■ TASK OBJECTIVE ■
Repeat the lines of the records below word for word, starting at the line containing "target | vaulted ceiling" and ending at the line containing "[(138, 297), (76, 276)]".

* start SOURCE DATA *

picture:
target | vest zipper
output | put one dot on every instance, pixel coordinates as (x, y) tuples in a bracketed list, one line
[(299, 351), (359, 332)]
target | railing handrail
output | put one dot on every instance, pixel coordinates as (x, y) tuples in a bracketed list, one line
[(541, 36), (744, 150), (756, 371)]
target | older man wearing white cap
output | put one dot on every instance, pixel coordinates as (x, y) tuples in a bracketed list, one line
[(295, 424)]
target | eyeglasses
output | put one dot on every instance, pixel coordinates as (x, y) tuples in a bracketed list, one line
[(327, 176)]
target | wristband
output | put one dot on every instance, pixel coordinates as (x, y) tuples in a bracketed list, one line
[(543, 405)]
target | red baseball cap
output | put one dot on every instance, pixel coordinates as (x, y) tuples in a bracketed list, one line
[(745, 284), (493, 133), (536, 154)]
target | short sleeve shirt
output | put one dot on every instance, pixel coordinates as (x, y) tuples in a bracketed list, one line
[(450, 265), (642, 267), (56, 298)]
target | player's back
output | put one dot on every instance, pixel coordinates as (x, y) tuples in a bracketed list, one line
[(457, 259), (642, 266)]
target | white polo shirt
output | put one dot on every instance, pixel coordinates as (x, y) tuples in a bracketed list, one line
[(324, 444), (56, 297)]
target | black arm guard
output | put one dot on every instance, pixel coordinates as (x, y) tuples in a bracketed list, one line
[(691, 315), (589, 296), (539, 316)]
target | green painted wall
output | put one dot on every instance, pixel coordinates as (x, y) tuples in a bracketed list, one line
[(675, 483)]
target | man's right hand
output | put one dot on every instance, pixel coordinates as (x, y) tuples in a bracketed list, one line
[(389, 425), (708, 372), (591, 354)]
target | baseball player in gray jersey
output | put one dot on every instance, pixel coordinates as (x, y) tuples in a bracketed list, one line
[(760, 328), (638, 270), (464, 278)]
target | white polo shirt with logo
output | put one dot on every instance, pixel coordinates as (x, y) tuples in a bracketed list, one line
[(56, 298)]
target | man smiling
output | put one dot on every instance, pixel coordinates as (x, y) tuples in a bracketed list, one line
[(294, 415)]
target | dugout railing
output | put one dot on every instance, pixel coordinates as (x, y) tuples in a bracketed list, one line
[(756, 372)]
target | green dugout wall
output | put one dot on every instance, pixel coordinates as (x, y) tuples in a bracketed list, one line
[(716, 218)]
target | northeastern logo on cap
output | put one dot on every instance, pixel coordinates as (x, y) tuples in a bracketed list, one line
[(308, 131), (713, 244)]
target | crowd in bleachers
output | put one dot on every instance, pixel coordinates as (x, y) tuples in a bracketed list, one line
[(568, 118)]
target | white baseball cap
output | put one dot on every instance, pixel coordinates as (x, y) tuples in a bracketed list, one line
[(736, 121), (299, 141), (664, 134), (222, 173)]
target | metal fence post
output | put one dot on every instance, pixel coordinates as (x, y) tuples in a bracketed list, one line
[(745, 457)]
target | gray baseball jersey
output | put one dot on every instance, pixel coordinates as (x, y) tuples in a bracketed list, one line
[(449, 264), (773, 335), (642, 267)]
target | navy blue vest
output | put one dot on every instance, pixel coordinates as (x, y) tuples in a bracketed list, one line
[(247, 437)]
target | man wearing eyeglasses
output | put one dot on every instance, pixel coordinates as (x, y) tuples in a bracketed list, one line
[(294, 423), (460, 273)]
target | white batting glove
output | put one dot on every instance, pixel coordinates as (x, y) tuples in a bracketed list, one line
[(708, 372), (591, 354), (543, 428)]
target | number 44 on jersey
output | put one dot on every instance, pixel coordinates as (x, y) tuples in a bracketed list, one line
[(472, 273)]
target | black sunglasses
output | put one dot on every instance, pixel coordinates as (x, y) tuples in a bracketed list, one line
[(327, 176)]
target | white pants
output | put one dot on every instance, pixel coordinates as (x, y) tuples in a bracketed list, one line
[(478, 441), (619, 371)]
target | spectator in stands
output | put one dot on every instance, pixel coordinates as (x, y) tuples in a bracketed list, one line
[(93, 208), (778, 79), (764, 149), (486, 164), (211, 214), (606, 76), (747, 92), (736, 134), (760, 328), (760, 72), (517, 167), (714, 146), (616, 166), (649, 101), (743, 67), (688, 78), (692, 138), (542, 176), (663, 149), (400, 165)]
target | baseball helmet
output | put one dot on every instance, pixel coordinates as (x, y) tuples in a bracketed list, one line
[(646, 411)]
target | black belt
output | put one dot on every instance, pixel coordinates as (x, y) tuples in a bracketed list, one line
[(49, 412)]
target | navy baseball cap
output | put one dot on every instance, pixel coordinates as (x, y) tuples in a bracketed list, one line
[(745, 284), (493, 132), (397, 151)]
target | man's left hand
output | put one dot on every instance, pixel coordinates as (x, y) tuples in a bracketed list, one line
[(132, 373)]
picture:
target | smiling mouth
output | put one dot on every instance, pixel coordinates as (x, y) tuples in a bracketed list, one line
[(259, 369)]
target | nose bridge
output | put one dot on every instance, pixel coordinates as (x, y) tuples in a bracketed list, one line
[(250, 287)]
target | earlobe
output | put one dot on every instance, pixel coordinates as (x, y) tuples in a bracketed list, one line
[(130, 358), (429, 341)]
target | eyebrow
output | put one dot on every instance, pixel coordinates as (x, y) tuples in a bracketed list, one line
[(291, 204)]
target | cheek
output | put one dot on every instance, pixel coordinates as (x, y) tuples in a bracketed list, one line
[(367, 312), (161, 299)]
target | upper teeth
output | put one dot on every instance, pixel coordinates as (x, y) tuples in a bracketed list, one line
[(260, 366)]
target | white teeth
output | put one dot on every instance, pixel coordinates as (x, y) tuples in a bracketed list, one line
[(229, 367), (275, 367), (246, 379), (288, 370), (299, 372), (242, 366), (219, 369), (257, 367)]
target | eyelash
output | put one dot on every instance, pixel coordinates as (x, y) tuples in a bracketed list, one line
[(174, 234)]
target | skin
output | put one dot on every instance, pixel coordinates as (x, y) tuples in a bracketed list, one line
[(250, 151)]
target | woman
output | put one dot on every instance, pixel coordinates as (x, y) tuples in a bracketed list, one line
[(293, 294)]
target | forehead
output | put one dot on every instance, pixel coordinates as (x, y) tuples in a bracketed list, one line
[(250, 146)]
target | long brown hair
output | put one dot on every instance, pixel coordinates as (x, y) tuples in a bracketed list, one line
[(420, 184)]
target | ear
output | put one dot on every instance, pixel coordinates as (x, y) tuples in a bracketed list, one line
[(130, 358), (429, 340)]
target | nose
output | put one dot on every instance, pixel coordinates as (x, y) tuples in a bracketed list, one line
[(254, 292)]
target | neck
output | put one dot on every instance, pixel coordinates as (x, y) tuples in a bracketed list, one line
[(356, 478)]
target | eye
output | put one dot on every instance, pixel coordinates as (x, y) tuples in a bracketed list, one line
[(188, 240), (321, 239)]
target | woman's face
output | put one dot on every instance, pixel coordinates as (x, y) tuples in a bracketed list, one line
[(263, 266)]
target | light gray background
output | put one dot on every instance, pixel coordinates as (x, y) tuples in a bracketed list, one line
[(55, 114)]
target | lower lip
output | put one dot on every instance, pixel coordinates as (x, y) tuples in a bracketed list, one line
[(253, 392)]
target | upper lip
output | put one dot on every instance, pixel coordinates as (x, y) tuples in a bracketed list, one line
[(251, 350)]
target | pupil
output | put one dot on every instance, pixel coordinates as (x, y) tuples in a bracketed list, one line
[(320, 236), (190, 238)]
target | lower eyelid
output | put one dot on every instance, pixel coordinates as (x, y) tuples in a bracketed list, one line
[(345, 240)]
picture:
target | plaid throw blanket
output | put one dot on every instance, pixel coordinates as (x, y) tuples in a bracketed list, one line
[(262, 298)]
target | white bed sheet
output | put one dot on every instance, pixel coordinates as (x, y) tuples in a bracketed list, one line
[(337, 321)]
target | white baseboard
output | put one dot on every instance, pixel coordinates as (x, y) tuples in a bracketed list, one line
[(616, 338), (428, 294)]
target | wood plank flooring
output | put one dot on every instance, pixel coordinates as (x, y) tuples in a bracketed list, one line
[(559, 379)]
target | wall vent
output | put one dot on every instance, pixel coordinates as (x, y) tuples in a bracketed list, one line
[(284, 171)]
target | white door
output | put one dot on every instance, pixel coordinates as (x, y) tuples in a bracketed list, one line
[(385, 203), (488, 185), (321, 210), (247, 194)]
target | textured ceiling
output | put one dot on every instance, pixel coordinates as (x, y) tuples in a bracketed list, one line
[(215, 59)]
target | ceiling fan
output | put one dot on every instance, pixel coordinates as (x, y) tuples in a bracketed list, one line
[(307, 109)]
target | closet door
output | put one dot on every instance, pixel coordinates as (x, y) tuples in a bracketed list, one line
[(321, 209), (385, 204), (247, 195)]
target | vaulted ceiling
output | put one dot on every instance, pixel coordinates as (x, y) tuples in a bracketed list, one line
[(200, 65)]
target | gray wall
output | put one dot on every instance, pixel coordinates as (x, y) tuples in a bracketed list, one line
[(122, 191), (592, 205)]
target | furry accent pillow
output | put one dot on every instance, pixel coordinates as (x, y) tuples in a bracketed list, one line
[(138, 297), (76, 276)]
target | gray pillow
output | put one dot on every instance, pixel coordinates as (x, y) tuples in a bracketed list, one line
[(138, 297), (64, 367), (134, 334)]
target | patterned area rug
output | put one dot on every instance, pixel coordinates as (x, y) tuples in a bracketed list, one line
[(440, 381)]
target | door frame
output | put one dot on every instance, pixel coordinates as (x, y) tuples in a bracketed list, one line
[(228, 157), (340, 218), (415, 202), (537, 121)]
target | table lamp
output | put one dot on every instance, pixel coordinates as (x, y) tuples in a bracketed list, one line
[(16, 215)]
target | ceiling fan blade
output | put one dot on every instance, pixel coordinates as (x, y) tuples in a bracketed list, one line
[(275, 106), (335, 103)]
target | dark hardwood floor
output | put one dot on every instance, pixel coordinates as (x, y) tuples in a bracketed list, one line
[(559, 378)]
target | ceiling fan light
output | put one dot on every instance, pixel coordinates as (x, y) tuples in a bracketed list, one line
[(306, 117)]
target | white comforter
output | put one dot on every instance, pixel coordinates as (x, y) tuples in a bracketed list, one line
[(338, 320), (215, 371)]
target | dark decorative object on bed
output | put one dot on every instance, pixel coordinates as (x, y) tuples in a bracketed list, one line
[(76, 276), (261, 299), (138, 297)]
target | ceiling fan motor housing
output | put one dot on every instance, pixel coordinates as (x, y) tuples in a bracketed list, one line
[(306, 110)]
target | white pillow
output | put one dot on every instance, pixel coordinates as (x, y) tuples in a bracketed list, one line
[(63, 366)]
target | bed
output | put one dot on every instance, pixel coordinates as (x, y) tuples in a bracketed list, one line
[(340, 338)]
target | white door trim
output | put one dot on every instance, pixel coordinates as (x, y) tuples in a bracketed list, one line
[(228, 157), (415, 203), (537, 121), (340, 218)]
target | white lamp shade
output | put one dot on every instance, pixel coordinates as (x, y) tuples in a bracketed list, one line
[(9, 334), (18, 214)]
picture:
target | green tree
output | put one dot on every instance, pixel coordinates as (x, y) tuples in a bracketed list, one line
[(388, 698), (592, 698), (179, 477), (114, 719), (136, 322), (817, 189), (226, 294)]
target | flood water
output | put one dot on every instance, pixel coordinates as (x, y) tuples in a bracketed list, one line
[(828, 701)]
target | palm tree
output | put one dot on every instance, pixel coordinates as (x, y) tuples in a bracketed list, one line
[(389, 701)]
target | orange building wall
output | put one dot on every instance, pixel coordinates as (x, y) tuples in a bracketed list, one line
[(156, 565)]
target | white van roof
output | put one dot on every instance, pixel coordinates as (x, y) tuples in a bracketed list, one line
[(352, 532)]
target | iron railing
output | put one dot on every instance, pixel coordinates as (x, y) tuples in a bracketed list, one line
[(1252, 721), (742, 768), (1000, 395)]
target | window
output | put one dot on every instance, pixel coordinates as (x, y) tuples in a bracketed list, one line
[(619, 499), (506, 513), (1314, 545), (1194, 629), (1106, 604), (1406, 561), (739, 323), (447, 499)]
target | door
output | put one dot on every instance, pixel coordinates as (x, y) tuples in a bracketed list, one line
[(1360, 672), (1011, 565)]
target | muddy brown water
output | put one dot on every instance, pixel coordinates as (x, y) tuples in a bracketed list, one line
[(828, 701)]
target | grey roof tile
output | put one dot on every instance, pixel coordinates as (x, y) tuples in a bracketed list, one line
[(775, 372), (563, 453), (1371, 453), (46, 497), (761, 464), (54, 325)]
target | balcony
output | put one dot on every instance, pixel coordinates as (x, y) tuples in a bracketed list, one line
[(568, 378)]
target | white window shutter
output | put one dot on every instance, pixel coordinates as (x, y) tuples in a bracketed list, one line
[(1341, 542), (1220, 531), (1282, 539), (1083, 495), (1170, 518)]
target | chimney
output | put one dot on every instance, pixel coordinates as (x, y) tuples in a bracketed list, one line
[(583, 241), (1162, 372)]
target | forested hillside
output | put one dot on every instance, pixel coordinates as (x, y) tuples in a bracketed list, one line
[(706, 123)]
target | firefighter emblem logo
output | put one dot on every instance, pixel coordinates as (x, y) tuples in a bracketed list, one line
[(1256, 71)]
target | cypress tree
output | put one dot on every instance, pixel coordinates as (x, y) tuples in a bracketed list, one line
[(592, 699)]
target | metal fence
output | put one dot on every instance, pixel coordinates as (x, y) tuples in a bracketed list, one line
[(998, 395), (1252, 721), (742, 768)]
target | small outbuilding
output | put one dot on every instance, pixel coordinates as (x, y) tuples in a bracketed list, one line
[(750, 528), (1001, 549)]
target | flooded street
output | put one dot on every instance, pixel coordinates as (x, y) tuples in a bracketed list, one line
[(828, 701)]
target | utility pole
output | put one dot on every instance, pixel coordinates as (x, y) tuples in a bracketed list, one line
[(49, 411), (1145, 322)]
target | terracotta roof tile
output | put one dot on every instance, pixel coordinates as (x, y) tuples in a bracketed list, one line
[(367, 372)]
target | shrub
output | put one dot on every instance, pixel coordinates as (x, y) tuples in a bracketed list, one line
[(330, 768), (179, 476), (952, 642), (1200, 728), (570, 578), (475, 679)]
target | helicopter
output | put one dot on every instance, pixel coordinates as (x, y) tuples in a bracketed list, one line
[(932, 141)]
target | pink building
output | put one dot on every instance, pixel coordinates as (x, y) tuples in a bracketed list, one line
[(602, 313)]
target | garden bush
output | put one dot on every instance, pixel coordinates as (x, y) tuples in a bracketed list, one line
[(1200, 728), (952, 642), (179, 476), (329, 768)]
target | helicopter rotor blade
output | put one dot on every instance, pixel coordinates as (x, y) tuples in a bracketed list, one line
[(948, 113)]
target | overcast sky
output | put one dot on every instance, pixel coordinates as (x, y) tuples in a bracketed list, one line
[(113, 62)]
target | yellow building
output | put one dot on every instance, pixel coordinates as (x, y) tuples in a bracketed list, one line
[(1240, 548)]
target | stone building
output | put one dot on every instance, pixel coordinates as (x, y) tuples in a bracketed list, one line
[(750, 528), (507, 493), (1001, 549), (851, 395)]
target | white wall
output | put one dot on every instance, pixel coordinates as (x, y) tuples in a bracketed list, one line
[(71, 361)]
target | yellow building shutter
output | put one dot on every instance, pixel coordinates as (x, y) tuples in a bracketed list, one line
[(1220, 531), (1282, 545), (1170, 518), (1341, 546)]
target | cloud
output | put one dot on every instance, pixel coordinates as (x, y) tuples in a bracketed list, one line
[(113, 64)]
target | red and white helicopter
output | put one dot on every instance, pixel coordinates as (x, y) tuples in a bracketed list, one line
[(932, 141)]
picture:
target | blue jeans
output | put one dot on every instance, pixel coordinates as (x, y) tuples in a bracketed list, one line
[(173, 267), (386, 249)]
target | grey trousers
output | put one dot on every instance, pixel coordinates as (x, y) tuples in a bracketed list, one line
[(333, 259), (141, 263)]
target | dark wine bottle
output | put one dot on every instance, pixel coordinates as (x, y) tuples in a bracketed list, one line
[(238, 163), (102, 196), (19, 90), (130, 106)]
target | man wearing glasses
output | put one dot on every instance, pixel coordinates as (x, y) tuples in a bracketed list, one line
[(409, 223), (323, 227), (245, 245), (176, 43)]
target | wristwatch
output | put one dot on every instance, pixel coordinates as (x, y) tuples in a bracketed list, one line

* end SOURCE DATA *

■ RESULT FOR THIS EXERCISE ■
target | vaulted ceiling
output | put one dot on every instance, pixel coordinates as (x, y) tuples in a bracketed list, one line
[(200, 65)]
target | gray wall
output | put one dot on every instance, pixel coordinates as (x, y) tuples in a bracketed list, one line
[(122, 191), (592, 205)]
target | furry accent pillow
output | put one dot on every instance, pixel coordinates as (x, y) tuples in a bracketed list, one line
[(138, 297), (76, 276)]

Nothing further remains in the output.